Annotated photo localization data
******************************

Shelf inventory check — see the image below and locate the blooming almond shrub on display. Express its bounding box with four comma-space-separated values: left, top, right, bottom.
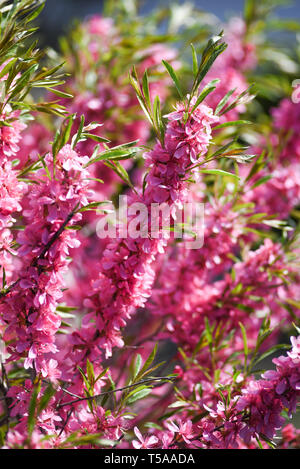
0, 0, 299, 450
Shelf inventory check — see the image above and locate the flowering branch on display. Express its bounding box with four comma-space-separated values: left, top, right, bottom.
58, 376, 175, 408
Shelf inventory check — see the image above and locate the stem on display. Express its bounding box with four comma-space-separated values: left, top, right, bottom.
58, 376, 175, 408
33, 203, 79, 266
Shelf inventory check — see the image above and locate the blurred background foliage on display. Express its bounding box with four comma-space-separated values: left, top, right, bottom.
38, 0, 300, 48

******************************

Transcribe all of the records above exactly; no image should appear in what you write.

Shelf inventory check — see the image below and locate the blooming almond shrub on display. Express its bounding box with four comma-space-separated values: left, top, right, bottom.
0, 0, 299, 450
Shelf inventory check — see the image above and locate the flowering branch on display. Express its bounding box with four comma-space-separated values: left, top, right, bottom.
58, 376, 175, 408
Shelf inventory check — see the image above and locate the stem on display. Express its bounding box with four comma-space-separated values: left, top, right, bottom.
58, 376, 175, 408
33, 203, 79, 266
Shelf inventory check — see the image above and locate the blurred background foliage on display. Express its bounding box with four comma-space-separated values: left, top, right, bottom.
38, 0, 300, 48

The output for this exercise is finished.